▶ [Activity]: Please restate each entry exactly, without skipping any.

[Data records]

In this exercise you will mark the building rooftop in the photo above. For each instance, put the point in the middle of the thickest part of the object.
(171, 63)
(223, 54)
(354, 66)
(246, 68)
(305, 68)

▶ [Answer box]:
In this exercise you will mark the building rooftop in the photo above. For each instance, put the point in the middle of the thickest part of the object.
(171, 63)
(223, 54)
(354, 66)
(246, 68)
(305, 68)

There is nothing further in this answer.